▶ _Assigned task A_
In the mosquito column, what did the writer hang on the back of their collar last week?
▶ _Assigned task B_
Carry on the mosquito column after its last sentence.

▶ _Document excerpt_
>>>

The summer of death by a thousand bites
I don’t know about you, but the soundtrack to my summer has sounded like this:
“Bzzzzzzzzz, bzzzzz (expletive), SLAP, SWAT.”
Followed by 12 to 14 dirty, colorful and inventive words.
I can’t remember a worse mosquito summer in Spokane. Maybe this is a case of selective memory, but I remember our summers as refreshingly skeeter-free, just another reason to feel superior to our poor, sad counterparts in the Midwest and the East.
But this summer, whenever we have been sitting on our back patio, enjoying an adult beverage in the dusky evening, we have been under aerial attack from a squad of miniature dive-bombing Messerschmitts. They home in on our tender places, our exposed places, the backs of our knees, the flesh on our jowls and, most annoying of all, our very ear-holes.
Mosquitoes have driven me to unprecedented extremes this summer. It culminated last week when I actually hung a tiny, bug-repelling fan on the back of my collar.
You heard me, a miniature fan. I’ll explain later.
I blame it all on our gigantic snow year. Snow, inevitably, becomes water. And water puddles. And those puddles breed evil little larvae that turn into obnoxious insects with needle-sharp proboscises.
Mosquitoes have always been annoying, but in the past few years, we have a new reason to hate them. We may contract the West Nile virus along with our mosquito bite. I know, the odds are so low as to be insignificant, but this knowledge doesn’t exactly make me feel more welcoming.
“Hello! Welcome to my flesh! I’m sure only a small percentage of you will murder me in a painful manner.”

<<<

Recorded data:
>>>

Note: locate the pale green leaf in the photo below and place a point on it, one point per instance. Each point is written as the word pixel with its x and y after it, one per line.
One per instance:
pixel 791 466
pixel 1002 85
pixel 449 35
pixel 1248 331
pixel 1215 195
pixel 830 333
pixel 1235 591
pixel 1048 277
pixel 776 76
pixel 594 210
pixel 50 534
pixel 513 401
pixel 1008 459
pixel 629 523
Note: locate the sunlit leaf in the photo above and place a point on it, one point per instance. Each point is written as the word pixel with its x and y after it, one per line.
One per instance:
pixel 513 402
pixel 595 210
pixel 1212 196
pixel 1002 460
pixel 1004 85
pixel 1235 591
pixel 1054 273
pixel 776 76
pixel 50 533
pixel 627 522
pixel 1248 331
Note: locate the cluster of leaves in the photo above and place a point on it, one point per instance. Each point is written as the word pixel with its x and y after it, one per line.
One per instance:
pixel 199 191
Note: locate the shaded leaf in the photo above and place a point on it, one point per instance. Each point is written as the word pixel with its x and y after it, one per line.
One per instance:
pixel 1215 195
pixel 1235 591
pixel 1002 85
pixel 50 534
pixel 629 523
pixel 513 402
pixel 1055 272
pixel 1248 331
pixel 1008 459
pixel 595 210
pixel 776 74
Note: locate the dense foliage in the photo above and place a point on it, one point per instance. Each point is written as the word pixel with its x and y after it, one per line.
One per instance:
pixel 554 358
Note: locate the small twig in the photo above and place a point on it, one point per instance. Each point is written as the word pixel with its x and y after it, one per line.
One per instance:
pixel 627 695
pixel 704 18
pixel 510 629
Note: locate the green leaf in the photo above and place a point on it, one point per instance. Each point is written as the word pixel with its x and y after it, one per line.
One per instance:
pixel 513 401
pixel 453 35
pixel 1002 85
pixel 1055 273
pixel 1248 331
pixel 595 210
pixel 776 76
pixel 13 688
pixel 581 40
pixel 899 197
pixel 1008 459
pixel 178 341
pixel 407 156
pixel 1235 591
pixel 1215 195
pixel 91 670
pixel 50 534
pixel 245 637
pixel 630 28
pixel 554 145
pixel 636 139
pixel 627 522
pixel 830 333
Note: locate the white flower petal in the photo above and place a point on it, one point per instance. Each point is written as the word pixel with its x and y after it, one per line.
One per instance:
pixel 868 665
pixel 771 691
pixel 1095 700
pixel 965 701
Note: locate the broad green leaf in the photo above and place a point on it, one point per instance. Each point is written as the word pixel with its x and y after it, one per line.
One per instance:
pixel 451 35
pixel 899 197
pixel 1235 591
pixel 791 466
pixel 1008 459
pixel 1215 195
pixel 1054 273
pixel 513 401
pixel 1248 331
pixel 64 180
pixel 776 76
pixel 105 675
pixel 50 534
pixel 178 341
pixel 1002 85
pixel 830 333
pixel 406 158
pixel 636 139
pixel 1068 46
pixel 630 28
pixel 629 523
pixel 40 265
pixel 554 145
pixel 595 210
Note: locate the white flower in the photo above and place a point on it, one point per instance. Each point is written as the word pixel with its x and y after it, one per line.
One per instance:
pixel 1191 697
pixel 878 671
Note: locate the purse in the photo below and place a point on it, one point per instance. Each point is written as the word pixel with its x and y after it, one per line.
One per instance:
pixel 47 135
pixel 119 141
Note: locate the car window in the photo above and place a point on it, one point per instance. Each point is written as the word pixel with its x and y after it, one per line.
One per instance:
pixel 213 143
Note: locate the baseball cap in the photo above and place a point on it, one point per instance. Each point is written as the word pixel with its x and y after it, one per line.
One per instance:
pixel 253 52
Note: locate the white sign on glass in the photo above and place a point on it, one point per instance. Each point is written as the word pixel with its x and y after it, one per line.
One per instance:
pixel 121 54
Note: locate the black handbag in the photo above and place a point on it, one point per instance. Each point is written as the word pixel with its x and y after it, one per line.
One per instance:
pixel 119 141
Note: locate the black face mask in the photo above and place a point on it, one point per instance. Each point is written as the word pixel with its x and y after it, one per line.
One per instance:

<<<

▶ _Response box A_
A tiny, bug-repelling fan.

▶ _Response box B_
This issue is certainly not restricted to my backyard. We just returned from a mini-vacation to Yellowstone National Park and the Beartooth Mountains of Montana, the only two places with more mosquitoes than my backyard.
Those high-altitude mosquitoes are larger and meaner. Have you ever seen a praying mantis? Yeah, about that size. And about that temperament.
It was near Yellowstone that someone handed me the newest weapon in the anti-mosquito arsenal. It’s the new Off! Clip-On Mosquito Repellent, a little electric fan, which, I guess, blows a little cloud of repellent all around you. I was desperate enough to hang one on my collar one day, and I can report that, yes, it sort of semi-works. I can confidently say that I may have possibly been chewed on by slightly fewer mosquitoes than before.
Meanwhile, we’re on the cusp of an even more effective deterrent: midsummer. If precedent holds, the mosquito populations should have peaked by now. As August approaches, it should be safer to party on the back porch at dusk, even without miniature fans dangling from our collars.
Then we’ll have nothing to worry about except wasps and deer flies. What blessed relief that will be.